**Source material**
◇ ◇ ◇ ◇ ◇
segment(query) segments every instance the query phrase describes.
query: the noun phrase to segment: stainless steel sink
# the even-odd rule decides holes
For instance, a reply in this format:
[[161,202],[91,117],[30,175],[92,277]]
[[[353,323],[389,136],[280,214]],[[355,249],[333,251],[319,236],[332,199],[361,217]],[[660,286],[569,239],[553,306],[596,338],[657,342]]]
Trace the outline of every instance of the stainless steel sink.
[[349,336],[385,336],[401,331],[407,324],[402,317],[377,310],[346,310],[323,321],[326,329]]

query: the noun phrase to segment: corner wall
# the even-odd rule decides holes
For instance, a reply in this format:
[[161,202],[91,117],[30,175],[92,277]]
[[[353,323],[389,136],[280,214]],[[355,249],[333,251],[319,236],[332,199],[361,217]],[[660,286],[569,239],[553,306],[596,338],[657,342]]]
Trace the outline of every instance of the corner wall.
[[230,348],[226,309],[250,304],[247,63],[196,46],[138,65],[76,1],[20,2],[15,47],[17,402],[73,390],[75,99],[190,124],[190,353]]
◇ ◇ ◇ ◇ ◇
**Task directions**
Copy these items again with every line unchanged.

**Answer**
segment(query) segments every instance the query phrase describes.
query: the noun phrase to segment: stainless steel sink
# the even-odd rule decides holes
For instance, a reply in this format:
[[161,202],[91,117],[30,175],[92,277]]
[[[353,323],[389,136],[280,214]],[[355,249],[333,251],[319,236],[332,199],[361,217]],[[660,286],[569,239],[553,306],[596,338],[657,342]]]
Trace the outline of every instance of the stainless steel sink.
[[349,336],[385,336],[401,331],[407,324],[402,317],[377,310],[346,310],[323,321],[326,329]]

query: the noun phrase to segment: corner wall
# the even-odd rule decides holes
For instance, a reply in this format:
[[161,202],[91,117],[30,175],[92,277]]
[[[353,323],[389,136],[280,214]],[[355,249],[333,251],[319,236],[332,199],[361,217]],[[660,286],[569,239],[553,306],[596,338],[657,342]]]
Trace the outline of every instance of the corner wall.
[[230,348],[226,309],[250,304],[247,63],[196,46],[138,65],[76,1],[20,2],[15,47],[17,402],[73,390],[75,99],[190,124],[190,353]]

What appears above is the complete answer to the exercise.